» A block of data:

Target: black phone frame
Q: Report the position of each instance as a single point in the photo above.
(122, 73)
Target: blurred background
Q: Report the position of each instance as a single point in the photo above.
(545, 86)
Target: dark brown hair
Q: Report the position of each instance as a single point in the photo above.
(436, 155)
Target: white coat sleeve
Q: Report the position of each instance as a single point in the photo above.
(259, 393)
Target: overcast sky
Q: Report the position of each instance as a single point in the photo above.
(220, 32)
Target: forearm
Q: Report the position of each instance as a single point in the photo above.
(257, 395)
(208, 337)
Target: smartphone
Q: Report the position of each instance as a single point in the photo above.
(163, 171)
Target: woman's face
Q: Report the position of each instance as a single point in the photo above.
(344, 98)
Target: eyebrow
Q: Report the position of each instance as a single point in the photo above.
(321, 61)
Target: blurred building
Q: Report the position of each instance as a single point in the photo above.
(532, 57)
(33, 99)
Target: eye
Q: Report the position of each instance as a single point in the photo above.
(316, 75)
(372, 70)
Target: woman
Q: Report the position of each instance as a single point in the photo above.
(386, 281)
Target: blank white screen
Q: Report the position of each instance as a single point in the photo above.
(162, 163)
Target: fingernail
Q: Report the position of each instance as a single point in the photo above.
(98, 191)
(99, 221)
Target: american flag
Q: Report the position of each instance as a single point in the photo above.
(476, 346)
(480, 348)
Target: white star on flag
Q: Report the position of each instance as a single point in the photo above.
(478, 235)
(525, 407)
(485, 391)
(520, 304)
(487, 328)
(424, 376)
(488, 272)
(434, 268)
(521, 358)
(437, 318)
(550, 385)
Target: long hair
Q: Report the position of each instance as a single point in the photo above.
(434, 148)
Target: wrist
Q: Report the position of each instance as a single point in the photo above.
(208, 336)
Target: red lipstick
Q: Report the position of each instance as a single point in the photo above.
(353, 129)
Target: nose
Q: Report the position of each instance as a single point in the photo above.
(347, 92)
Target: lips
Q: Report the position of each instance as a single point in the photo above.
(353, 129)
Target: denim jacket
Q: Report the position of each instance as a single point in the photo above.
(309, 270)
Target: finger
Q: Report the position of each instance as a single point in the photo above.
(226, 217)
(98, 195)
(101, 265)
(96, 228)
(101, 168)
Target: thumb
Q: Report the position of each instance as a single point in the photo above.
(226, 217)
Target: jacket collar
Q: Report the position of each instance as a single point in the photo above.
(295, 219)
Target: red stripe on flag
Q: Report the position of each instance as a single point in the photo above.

» What to produce:
Copy out every one of the entries above, word for word and in the same order, with no changes.

» Answer to the task:
Target: black phone frame
Q: Report the position of each instance as a single point in the photo above.
(122, 73)
Target: blurred background
Q: Report the position of each instance as a single point in the photo above.
(545, 86)
Target: dark brown hair
Q: Report the position of each instance as a single point in the photo above.
(436, 155)
Target: white coat sleeve
Q: Report the position of each instance as a single point in the photo above.
(259, 393)
Target: overcast sky
Q: Report the position of each instance as a single point in the photo above.
(220, 32)
Target: forearm
Q: Report the position of each instance as a single point in the photo above.
(257, 395)
(208, 337)
Target: smartphone
Q: Report the position of each instance as a single point in the photo above.
(163, 171)
Target: woman's face
Q: Report the position of each instance as a single point in the photo above.
(344, 98)
Target: eyebrow
Q: Report the position of each instance as a single point in the photo above.
(321, 61)
Target: blurred building
Q: Report the position of each instance as a single point in the photo above.
(532, 57)
(33, 99)
Target: eye
Q: Report the position of each instance as a single point in the photo above.
(316, 75)
(372, 70)
Target: woman
Q: Report the position of each instance as a single point in the photo above.
(386, 281)
Target: blank white screen
Q: Report the position of each instance as a single point in the photo above.
(162, 163)
Target: fingernail
Q: Report the position of each instance as a single point in the photo above.
(98, 191)
(99, 221)
Target: american flag
Q: Report the position of each instance as a single point in the photo above.
(476, 346)
(480, 348)
Target: white star on flag
Q: Report the position of each instance as a single point in the photo above.
(478, 235)
(525, 407)
(485, 391)
(520, 304)
(487, 328)
(424, 376)
(488, 272)
(434, 268)
(521, 358)
(437, 318)
(550, 385)
Target: long hair
Q: Report the position of each instance as a single point in the photo above.
(434, 148)
Target: wrist
Q: Report the position of each instance as a single point in the photo above.
(208, 336)
Target: red lipstick
Q: Report the position of each instance as a single point in the photo above.
(353, 129)
Target: nose
Q: Report the position of each instance as a single point in the photo above.
(347, 92)
Target: lips
Q: Report the position of each instance as a single point in the photo above.
(353, 129)
Target: denim jacket
Q: Report the position of each instance as a single point in the photo above.
(309, 270)
Target: finger
Q: Report the position of each instance as a single point in the photo above.
(226, 217)
(98, 195)
(101, 265)
(96, 228)
(101, 168)
Target: thumb
Q: Report the position of each instance as a single point in the photo above.
(226, 217)
Target: jacket collar
Q: Report the position of each instance as a single point in the photo above.
(295, 219)
Target: red stripe on flag
Q: Report the position of each instance as a single point in the photo above.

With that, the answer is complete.